§ **Exercise prompt**
Find the line containing "Target: illuminated american flag sign". Return it and every line after it, unchanged, up to and including the last line.

Stored data:
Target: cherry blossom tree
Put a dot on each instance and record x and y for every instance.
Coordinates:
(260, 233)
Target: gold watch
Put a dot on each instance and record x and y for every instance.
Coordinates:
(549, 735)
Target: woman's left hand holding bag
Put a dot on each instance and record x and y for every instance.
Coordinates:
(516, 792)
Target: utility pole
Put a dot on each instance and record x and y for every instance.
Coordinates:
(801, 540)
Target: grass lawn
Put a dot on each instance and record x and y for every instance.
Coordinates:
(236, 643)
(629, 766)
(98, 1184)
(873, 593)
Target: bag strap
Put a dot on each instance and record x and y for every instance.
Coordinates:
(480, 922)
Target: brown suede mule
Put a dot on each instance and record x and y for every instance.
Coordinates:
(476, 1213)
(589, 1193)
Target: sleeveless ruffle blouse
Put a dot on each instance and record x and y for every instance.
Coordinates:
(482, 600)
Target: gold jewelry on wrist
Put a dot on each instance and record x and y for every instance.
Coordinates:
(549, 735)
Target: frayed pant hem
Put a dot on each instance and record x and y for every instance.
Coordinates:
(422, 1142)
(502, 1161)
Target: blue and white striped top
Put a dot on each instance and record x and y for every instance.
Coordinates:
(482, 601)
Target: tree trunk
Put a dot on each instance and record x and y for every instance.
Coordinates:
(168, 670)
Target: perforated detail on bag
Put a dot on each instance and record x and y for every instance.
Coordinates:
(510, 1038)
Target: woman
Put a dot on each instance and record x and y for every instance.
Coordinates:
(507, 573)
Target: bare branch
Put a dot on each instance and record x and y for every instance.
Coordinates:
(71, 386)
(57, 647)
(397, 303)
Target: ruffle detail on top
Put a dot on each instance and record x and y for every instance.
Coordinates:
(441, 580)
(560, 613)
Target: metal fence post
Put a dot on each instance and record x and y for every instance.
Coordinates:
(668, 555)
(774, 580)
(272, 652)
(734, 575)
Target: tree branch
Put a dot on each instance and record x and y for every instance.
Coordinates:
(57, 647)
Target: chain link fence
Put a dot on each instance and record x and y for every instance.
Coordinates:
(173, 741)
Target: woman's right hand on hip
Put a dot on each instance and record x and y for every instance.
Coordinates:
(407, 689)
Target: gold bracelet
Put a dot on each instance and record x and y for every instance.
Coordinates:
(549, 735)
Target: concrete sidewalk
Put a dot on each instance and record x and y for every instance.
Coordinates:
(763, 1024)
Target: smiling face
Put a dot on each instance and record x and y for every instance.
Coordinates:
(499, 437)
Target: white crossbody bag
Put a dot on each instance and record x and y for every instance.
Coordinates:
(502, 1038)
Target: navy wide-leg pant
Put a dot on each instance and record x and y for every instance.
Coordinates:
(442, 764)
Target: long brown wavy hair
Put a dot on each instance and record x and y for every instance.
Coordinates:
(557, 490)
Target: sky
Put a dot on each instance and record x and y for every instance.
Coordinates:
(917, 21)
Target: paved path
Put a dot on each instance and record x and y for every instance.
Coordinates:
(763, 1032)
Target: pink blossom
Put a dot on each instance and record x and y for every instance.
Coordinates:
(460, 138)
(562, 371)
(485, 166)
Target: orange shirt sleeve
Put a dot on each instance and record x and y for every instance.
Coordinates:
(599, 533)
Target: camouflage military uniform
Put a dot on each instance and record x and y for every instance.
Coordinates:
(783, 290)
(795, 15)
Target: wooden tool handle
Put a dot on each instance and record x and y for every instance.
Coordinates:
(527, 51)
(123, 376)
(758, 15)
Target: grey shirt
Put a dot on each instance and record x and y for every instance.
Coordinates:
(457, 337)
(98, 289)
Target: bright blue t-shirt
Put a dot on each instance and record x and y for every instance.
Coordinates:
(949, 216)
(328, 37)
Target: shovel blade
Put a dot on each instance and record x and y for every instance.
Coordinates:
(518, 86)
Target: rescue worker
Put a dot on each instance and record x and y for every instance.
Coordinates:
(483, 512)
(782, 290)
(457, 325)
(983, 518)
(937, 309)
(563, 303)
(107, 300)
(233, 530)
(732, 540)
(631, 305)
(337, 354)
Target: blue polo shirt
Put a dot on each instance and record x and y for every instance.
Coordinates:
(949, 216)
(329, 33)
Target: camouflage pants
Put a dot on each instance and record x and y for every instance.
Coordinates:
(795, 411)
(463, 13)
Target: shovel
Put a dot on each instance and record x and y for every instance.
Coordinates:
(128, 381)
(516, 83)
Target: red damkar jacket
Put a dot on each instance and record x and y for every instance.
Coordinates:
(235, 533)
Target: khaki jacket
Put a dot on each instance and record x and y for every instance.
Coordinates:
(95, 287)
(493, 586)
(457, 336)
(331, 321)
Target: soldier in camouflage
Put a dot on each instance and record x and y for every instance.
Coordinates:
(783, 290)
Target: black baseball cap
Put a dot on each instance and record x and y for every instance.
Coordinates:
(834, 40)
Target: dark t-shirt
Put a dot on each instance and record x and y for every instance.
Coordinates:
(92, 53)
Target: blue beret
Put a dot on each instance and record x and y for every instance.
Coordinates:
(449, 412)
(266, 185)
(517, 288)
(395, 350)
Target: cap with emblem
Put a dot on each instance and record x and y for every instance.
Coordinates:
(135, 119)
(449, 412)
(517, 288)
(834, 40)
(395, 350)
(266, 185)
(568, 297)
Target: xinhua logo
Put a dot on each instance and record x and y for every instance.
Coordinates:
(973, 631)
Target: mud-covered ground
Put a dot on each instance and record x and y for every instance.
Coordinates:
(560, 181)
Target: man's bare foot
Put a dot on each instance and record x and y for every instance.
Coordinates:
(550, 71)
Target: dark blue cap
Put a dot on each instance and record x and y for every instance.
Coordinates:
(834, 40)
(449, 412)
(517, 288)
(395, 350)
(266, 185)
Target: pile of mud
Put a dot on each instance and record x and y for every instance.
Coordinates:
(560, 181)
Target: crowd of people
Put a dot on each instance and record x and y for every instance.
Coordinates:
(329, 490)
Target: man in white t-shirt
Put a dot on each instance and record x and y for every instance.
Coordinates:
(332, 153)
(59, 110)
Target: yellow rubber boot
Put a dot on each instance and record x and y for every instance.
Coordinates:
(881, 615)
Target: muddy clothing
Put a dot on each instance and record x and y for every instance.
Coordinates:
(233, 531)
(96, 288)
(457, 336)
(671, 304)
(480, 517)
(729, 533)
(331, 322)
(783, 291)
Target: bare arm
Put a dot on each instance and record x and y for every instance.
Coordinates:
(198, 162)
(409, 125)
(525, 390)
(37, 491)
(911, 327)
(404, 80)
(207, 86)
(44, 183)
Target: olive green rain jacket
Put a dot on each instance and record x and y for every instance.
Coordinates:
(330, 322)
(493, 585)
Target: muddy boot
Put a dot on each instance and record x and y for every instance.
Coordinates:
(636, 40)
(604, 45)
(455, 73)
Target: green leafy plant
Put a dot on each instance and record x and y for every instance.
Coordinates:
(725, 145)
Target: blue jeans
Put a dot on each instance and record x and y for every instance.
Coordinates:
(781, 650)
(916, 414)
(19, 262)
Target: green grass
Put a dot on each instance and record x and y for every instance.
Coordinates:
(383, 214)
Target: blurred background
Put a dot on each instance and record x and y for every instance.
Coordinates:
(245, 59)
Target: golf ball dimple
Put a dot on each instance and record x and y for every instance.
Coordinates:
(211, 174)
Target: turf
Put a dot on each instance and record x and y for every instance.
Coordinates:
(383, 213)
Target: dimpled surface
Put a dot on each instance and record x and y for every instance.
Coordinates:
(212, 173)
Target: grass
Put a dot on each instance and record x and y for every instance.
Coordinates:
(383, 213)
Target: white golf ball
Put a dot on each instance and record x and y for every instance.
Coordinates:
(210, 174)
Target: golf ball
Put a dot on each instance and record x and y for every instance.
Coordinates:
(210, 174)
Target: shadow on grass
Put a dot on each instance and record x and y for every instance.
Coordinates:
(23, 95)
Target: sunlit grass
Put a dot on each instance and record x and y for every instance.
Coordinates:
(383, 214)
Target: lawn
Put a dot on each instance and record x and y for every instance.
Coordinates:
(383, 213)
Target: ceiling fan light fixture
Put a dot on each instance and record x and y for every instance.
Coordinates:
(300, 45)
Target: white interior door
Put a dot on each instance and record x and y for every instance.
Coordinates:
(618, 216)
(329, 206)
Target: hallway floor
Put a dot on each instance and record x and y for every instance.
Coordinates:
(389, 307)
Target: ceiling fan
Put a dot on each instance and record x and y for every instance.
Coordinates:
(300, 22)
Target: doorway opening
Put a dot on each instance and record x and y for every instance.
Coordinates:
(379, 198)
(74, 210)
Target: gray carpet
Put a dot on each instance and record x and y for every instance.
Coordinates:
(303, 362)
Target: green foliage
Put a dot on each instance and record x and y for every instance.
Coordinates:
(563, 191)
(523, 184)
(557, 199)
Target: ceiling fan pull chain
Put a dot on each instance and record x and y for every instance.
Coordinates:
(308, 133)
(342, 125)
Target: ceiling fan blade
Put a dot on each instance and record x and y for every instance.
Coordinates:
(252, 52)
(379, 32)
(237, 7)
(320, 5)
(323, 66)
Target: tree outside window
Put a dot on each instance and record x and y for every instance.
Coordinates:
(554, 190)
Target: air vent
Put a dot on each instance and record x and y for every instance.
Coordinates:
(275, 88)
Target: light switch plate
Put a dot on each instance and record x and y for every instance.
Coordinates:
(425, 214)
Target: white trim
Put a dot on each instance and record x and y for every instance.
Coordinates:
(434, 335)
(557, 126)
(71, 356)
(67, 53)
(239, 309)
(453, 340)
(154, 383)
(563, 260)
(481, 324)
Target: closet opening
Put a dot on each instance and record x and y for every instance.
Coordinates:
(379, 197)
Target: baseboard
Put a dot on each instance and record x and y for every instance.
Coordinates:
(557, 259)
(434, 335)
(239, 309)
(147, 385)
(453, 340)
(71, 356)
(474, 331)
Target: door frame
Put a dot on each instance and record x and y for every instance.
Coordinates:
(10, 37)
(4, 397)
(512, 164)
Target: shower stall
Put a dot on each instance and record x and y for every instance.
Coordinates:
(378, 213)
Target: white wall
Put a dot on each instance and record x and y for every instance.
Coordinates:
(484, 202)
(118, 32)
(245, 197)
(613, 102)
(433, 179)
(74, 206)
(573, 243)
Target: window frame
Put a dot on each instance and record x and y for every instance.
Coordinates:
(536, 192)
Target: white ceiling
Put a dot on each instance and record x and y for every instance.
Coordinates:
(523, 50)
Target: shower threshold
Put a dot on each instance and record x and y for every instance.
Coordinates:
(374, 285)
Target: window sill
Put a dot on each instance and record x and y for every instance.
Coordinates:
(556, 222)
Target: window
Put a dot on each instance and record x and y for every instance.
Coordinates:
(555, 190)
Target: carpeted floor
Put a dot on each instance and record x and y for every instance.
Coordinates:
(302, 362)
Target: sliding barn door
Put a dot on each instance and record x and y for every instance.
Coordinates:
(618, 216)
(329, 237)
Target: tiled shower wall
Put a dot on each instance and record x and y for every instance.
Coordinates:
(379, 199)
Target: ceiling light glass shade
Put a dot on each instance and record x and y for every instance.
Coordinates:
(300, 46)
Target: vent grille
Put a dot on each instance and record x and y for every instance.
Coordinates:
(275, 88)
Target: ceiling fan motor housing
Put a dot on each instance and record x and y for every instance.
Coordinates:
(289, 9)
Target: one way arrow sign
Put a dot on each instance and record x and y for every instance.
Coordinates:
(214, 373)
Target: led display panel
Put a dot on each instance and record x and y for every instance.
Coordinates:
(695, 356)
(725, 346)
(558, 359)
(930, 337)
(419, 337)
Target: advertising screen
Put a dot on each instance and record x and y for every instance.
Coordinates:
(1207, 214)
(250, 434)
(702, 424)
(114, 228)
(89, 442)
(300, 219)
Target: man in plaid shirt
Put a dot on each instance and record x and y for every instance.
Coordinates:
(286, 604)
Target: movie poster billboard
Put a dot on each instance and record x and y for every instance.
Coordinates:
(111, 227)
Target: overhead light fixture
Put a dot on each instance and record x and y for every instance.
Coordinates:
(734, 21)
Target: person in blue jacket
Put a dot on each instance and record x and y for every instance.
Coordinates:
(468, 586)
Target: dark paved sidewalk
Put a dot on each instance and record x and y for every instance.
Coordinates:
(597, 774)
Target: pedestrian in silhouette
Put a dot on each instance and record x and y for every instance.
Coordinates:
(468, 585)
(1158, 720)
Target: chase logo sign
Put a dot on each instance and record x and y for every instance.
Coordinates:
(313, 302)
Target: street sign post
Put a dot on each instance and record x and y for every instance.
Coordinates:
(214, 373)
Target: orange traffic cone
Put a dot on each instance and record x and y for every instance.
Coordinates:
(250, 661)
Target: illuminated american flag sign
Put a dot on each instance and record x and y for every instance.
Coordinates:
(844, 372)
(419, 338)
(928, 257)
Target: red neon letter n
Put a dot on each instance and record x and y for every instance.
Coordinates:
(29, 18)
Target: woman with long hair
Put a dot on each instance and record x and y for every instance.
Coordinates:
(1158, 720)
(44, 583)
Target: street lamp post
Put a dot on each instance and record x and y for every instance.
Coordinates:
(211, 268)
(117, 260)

§ **Solved exercise**
Target: illuminated american flag sign
Put a dot on each instance and record x and y for every instance.
Coordinates:
(844, 372)
(419, 338)
(928, 257)
Target: red neon letter n
Put a dot on each instance and record x and y for every instance.
Coordinates:
(29, 18)
Target: woman with long hair
Put a dot on each instance and record x and y for every instance.
Coordinates:
(1158, 720)
(44, 583)
Target: street lamp post
Put a dot on each instance and record x and y for every instance.
Coordinates:
(211, 268)
(117, 260)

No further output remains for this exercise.